DESCRIPTION OF THE TASK: Every record here should be printed again exactly.

########

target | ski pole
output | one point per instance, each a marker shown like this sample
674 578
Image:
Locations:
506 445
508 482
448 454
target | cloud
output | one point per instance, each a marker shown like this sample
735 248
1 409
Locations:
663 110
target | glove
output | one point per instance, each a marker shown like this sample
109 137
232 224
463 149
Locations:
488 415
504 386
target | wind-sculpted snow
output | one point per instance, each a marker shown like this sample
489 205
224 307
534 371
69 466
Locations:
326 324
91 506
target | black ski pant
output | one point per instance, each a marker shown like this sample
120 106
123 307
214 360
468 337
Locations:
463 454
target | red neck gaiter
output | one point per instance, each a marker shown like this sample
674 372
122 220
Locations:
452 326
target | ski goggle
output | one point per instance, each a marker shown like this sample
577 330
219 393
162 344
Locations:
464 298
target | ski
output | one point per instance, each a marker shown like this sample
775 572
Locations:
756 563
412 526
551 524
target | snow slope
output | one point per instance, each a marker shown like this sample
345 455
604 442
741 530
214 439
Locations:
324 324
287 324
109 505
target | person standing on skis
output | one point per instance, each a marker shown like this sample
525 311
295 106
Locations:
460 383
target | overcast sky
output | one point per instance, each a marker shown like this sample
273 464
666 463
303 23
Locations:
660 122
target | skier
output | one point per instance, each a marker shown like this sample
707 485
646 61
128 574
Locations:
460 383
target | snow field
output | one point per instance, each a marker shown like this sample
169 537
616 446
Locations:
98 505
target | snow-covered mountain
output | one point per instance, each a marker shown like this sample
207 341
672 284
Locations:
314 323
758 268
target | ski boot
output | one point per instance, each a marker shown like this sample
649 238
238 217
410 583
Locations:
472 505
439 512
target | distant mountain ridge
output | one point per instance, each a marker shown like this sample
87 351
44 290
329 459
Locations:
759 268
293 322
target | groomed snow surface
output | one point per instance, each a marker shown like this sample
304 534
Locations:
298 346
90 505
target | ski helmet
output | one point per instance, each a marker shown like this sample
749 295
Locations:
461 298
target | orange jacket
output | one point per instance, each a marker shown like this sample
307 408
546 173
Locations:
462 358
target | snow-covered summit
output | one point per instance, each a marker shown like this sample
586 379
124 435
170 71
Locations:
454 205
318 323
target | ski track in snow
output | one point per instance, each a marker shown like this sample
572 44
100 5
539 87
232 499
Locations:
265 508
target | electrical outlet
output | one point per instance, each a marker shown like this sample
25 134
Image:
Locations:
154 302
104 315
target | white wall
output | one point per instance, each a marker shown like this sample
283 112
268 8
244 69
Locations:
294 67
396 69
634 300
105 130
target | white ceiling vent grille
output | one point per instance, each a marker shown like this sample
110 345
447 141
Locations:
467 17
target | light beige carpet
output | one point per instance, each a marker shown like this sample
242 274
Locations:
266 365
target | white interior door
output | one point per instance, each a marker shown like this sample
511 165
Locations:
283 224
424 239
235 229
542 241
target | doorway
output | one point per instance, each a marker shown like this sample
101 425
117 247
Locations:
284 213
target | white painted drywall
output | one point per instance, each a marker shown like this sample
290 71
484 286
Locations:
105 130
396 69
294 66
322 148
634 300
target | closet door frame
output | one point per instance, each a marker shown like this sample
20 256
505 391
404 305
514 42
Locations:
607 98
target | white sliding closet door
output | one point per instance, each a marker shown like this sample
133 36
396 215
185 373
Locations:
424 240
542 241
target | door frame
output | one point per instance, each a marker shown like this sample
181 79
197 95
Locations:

########

CORRECT ANSWER:
target | ski pole
output | one point per instance, each a marker shown like this sample
674 578
Image:
Locations:
506 445
508 482
448 454
target | cloud
output | one point per instance, each a marker shown like this sample
735 248
1 409
Locations:
663 110
target | glove
output | one point per instance, each a marker shown like this sample
109 137
232 224
463 149
Locations:
488 415
504 386
target | wind-sculpted snow
output | one point per instance, each a marker shown like this sample
489 205
224 307
534 371
69 466
Locations:
326 324
91 506
target | black ski pant
output | one point per instance, each a marker shown like this sample
120 106
123 307
214 360
468 337
Locations:
463 454
target | red neck gaiter
output | one point per instance, each a marker shown like this sample
674 372
122 220
Locations:
452 326
target | ski goggle
output | one point per instance, each a marker shown like this sample
577 330
219 393
162 344
Locations:
464 298
target | ski
output | one point per instance, each a marker shown like this sample
775 572
Locations:
756 563
412 526
551 524
target | snow slope
output | one point per instance, each a marker shown like this sample
345 455
604 442
741 530
214 439
Locations:
324 324
287 324
109 505
target | person standing on skis
output | one point per instance, each a marker shown like this sample
525 311
295 106
Locations:
460 383
target | overcast sky
output | one point per instance, each a marker shown like this sample
273 464
666 463
303 23
Locations:
660 122
target | skier
output | one point per instance, each a marker shown like this sample
707 485
646 61
128 574
Locations:
460 383
target | snow field
output | one point per instance, each a marker shown like this sample
169 537
616 446
Locations:
98 505
target | snow-covered mountain
output | one point per instance, each a marker shown like this sample
207 341
672 284
Locations:
314 323
758 268
target | ski boot
output | one point per instance, each a marker shown like this sample
649 238
238 217
410 583
Locations:
472 505
439 512
target | distant mountain ridge
output | one point per instance, each a marker shown like this sample
87 351
44 290
329 459
Locations:
759 268
293 322
target | groomed snow surface
output | one point per instance, each a marker shown like this sample
304 534
Locations:
298 346
90 505
target | ski helmet
output | one point per instance, each a marker shown like this sample
749 295
Locations:
461 298
target | orange jacket
output | one point per instance, each a marker shown like this sample
307 408
546 173
Locations:
462 358
target | snow-covered summit
output | one point per instance, each a marker shown like this sample
586 379
124 435
170 71
Locations:
454 205
318 323
target | ski track in snow
output | one point per instance, each a marker shown like this sample
572 44
100 5
539 87
232 499
Locations:
265 508
target | electrical outlet
output | one point per instance, each a marker shown like this sample
25 134
Image:
Locations:
154 302
104 315
target | white wall
output | one point per instance, each a marker shown like this sample
283 112
268 8
244 69
Locations:
294 67
396 69
634 300
105 130
target | white ceiling vent grille
output | one point per instance, each a marker shown like this sample
110 345
447 141
Locations:
467 17
target | light beige carpet
output | one point per instance, each a marker shown like this sample
242 274
Locations:
266 365
target | white interior door
output | one point per instance, each a marker shown like this sample
511 165
Locations:
283 224
424 239
235 229
542 241
target | doorway
output | one point per instance, each a marker shown like this sample
101 425
117 247
Locations:
284 213
target | white painted drywall
output | one point per instance, each a marker shown like this sample
290 71
484 286
Locations:
105 130
396 69
294 66
322 148
634 300
target | closet door frame
output | one point per instance, each a marker shown like this sample
20 256
505 391
404 305
514 42
Locations:
607 98
target | white sliding closet door
output | one point per instance, each a marker shown like this sample
133 36
396 215
185 373
Locations:
424 240
542 241
target | door frame
output | one point per instance, each a marker shown like this sample
181 79
197 95
Locations:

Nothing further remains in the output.